Required work: Count the lines of the listing below where "green" shows up, and please answer with that number only.
━━━━━━━━━━━━━━━━━━━━━━━━━━━━━━
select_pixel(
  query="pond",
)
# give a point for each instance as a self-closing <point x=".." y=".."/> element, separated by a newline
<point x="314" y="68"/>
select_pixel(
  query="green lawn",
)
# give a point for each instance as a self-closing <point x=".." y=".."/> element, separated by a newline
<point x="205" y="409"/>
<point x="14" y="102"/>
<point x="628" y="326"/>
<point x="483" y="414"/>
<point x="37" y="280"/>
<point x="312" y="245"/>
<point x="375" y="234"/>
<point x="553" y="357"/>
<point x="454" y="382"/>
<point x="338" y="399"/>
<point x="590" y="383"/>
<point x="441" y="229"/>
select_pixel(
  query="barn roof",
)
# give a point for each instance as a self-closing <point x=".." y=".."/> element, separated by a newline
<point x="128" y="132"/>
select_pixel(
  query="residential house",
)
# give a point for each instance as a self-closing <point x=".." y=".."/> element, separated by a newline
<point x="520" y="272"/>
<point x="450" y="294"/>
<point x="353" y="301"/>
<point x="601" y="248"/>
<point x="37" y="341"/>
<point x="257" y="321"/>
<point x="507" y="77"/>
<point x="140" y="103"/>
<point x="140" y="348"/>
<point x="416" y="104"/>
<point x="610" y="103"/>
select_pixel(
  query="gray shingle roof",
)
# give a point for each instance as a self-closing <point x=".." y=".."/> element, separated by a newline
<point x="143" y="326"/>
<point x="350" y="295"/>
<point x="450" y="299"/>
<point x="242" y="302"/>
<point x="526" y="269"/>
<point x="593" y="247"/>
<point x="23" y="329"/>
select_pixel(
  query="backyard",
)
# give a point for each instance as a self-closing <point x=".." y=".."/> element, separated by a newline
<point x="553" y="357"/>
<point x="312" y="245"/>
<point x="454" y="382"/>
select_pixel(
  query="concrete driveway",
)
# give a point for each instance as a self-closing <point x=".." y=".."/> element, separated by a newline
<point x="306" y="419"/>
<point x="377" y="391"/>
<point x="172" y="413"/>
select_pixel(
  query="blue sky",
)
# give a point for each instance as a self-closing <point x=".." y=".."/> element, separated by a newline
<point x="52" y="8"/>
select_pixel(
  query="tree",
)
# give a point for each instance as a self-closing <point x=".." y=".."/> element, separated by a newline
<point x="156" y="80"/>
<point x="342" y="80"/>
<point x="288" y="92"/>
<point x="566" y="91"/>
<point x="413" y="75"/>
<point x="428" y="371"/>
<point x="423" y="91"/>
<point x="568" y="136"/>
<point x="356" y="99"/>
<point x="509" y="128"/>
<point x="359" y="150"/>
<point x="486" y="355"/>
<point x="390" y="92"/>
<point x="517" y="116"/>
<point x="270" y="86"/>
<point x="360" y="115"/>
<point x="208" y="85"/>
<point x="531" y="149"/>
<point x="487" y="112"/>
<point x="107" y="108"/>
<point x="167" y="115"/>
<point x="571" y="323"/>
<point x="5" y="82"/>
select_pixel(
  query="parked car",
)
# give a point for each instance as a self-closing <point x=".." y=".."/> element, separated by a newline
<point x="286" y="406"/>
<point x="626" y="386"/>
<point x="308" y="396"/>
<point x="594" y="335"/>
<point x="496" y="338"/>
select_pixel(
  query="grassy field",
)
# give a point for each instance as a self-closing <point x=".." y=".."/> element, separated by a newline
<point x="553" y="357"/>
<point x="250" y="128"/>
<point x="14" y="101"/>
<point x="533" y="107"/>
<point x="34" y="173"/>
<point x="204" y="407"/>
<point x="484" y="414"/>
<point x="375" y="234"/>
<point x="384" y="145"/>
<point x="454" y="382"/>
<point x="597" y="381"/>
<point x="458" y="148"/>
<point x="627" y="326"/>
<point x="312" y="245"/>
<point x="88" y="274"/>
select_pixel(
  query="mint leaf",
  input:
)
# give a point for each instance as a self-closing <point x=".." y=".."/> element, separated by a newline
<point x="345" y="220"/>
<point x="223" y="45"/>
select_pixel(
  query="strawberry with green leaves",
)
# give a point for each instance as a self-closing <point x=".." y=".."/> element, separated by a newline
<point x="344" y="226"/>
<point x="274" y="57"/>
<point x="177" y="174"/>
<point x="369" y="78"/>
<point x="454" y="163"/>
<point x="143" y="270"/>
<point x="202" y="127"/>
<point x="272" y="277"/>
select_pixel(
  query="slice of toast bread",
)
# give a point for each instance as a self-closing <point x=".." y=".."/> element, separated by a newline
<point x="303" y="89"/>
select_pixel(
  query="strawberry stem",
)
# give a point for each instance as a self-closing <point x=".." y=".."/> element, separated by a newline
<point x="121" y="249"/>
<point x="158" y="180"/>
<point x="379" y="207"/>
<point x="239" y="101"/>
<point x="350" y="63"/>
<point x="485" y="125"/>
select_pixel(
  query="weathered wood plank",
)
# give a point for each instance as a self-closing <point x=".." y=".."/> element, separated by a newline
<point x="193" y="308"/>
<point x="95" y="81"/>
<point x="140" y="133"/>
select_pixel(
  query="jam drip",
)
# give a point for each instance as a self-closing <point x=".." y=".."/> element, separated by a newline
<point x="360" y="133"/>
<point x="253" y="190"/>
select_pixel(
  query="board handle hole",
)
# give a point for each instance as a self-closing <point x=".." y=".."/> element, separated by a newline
━━━━━━━━━━━━━━━━━━━━━━━━━━━━━━
Solved problem: 2